Text passage:
▼▼▼

While we’re on topics about health (given the last smoking ban post), I thought we’ll move on to the World Salt Awareness Week which is taking place 11 – 17 March this year.
Growing up in Asia, particularly in a Chinese family, its taken for granted that salt is a daily essential. There’s this Chinese saying about the 7 things that basically are the most important necessities in a Chinese family and they are: firewood, rice, oil, salt, soy sauce, vinegar and tea. Can’t live without them. Of course, some are now irrelevant like firewood but you still need a stove, electric, gas or whatever else there is. I grew up reading and watching stories about wars won by depriving the other side of salt but on less dramatic front, salt has definitely played other important roles in Chinese history. Its an important source of tax, its used to preserve food for the winter, its even somehow linked to the discovery of gunpowder! Not sure that’s actually a good thing.
These days, of course, salt has been given a bad name for its association with various health hazards like high blood pressure, obesity, certain cancers and more. Its still ok to use salt as a flavour enhancer but moderation is key, and many foods naturally are salty so you can go easy on the salt when cooking with those foods.
Sophia naturally seem to like savoury rather than sweet foods, so I should be worried about her salt intake but the good thing is, her diet still consists mainly of a porridge without added salt (or soy sauce, which is the cheat way of adding salt). Thought I’ll share the “recipe” here with anyone who cares to try it. May be too bland for children who are already used to having salt in their porridge though.
Sophia’s porridge recipe
- 1/3 cup whole grain of some sort (currently millet but can be quinoa or brown rice)
- 1 palm sized fillet of Pollock (I would have preferred to use Salmon but Sophia doesn’t like the taste)
- 2 tablespoons chopped green vegetable of any sort
- 1 tablespoon chopped carrot
- Any other ingredient that seems suitable – we’ve added dried scallops, minced chicken, minced pork, duck, egg etc
Ideally how I would like to cook this would be to boil the grain and carrot together until they are soft the turn off the flame and add in the fish and green vegetables. Then come lunch time the whole pot can be brought to a boil again, allowing grandpa to easily prepare lunch that is cooked but not cooked to death.
Hope you liked the recipe! I would be grateful for any other salt-saving tips or recipes!

▲▲▲

Given material:

▼▼▼

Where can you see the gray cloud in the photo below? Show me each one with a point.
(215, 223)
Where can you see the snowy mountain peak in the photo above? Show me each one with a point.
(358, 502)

▲▲▲

Transcribe the part of the post on salt starting at "Sophia naturally seem" and ending at "or brown rice)". The listing comes from a different source than the post on salt.

Response below:
Sophia naturally seem to like savoury rather than sweet foods, so I should be worried about her salt intake but the good thing is, her diet still consists mainly of a porridge without added salt (or soy sauce, which is the cheat way of adding salt). Thought I’ll share the “recipe” here with anyone who cares to try it. May be too bland for children who are already used to having salt in their porridge though.
Sophia’s porridge recipe
- 1/3 cup whole grain of some sort (currently millet but can be quinoa or brown rice)